__WHAT IS REQUIRED__: Please print every record below exactly as it appears.

__SUPPLIED RECORDS__:
+ + + + + + +

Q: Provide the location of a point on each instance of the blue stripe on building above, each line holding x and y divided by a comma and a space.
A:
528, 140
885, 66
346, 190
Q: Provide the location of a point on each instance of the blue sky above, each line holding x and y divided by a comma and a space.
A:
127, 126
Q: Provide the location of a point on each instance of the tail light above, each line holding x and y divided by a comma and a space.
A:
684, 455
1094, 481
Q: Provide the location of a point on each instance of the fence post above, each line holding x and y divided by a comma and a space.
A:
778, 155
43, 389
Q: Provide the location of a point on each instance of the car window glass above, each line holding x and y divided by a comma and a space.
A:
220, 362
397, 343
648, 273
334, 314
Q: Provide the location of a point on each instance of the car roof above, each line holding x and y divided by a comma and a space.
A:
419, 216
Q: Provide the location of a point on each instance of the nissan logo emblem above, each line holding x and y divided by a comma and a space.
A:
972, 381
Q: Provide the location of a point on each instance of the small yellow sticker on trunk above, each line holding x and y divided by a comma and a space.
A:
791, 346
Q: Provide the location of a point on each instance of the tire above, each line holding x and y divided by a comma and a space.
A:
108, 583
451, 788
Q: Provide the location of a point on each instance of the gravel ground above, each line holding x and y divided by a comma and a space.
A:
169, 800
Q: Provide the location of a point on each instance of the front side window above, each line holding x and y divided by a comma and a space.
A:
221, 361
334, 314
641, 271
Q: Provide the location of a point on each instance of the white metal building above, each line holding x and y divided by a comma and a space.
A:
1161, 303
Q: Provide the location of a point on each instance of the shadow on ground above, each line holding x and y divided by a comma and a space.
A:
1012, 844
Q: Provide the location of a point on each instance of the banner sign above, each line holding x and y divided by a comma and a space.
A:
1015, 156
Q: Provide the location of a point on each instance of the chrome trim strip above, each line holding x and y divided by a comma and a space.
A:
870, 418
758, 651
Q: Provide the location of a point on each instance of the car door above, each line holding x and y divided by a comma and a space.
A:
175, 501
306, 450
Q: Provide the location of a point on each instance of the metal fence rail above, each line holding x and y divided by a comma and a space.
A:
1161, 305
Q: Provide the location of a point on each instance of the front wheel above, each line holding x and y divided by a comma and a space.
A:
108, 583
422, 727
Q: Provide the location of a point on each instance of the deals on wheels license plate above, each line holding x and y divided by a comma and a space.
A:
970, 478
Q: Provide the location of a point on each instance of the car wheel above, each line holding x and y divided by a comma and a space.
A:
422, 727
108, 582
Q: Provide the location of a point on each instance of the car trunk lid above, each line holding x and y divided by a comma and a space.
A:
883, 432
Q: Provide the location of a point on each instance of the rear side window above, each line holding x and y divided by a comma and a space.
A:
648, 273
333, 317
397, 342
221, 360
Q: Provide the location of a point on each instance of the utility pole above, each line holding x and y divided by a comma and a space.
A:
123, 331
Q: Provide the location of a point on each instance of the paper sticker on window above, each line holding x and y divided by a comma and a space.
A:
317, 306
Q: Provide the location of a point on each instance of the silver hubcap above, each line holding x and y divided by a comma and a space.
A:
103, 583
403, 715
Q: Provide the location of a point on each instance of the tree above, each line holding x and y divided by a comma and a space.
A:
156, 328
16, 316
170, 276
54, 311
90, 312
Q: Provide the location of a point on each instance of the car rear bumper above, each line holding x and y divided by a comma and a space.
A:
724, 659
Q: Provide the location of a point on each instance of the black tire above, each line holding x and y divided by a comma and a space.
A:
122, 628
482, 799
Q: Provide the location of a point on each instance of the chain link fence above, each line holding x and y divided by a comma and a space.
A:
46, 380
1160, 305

+ + + + + + +

__WRITTEN ANSWER__:
Q: Provide the location of a point on each instance of the blue stripe on building above, each line holding x and y divided by a comma and a space.
A:
528, 140
885, 66
346, 190
Q: Provide the location of a point on each instance of the blue sky above, each line holding x and y divided by a comma and a space.
A:
127, 126
Q: Provide the location of a point on each instance of the tail light above, each line holding x and y divided by a comma and a space.
A:
684, 455
1094, 481
Q: Provide the location of a point on each instance of the fence post above, each line holding x and y divided by a comma and a space.
A:
778, 155
43, 389
Q: Provide the location of a point on each instance of the car window glass above, each line holding x and y divided by a comma and a space.
A:
220, 362
397, 343
648, 273
334, 314
Q: Provide the location of a point on each instance of the car roof above, each line holding x and y divided by a comma and a space.
A:
419, 216
Q: Provide the location of a point on each instance of the nissan logo emblem above, each line holding x and y divided by a comma and a space.
A:
972, 381
Q: Provide the location of a point on each instance of the small yellow sticker on trunk above, each line holding x and y divided by a comma and a space.
A:
791, 346
Q: Provide the location of a point on each instance of the tire above, each line holding x and y divided by a comma and a space.
A:
108, 583
451, 788
Q: Provide the location of a point on each instance of the gravel ground above, each line holding x and y divided by a comma and a space.
A:
169, 800
Q: Provide the location of a point on each instance of the front side window above, each line holding x and y divided by a comma and a space.
A:
221, 361
334, 314
641, 271
Q: Provide the location of a point on each instance of the white metal building above, each line holding x and y divided by a comma and a space.
A:
1161, 303
Q: Provide the location of a point on each instance of the shadow on ground above, each line holding x and y divided by a comma and a space.
A:
1012, 844
Q: Provide the location of a point on each instance of the banner sign above, each line holding x and y divided by a comma and a space.
A:
1015, 156
Q: Provide the location of a point on each instance of the chrome trim strip above, each line holding x and y divided by a comma and a space.
A:
870, 418
758, 651
Q: Provide the location of a point on each instance of the car door above, each line holding x and y divided by a comma and a space.
A:
175, 501
306, 450
Q: Provide the location of a point on each instance of the metal fence rail above, each line holding x and y divided by a comma and a space.
A:
1161, 305
Q: Provide the location of a point on each instance of the front wheel above, each line holding x and y divided by a comma and a space.
A:
108, 583
422, 727
Q: Provide the location of a point on each instance of the deals on wheels license plate above, each line holding x and y divided by a comma and a space.
A:
970, 478
Q: Provide the location of a point on each instance of the car wheel above, each line holding x and y divided by a comma and a space.
A:
422, 727
108, 582
Q: Provide the location of a point on each instance of the car trunk lid above, each line holding x and y divided by a comma and a space.
A:
883, 432
Q: Provide the location of a point on each instance of the rear side window above, each line holding x and y divided by a comma and a space.
A:
648, 273
333, 317
397, 342
221, 360
Q: Provide the location of a point on each instance of the utility pole above, each line holding x and y divided by a comma and a space.
A:
123, 331
Q: Provide the location of a point on each instance of the paper sticker on window above, each line holding x and y divided by a comma and a space.
A:
317, 306
Q: Provide the location of a point on each instance of the silver hubcap above, each line holding x and y divided by a comma and a space.
A:
103, 583
403, 715
Q: Provide the location of a point on each instance of the tree above, each line holding x and y divided by a comma and a space.
A:
156, 328
16, 316
170, 276
54, 311
90, 312
Q: Provide the location of a point on each instance of the car rear bumper above, each line holding x and y divided by a comma and a space.
A:
724, 659
Q: Provide the location of a point on each instance of the black tire above, each line holding x and y divided by a comma and a space.
A:
122, 628
482, 799
Q: Provide the location of a point on each instance of the chain link fence above, each line holding x and y divided by a comma and a space.
A:
46, 380
1160, 305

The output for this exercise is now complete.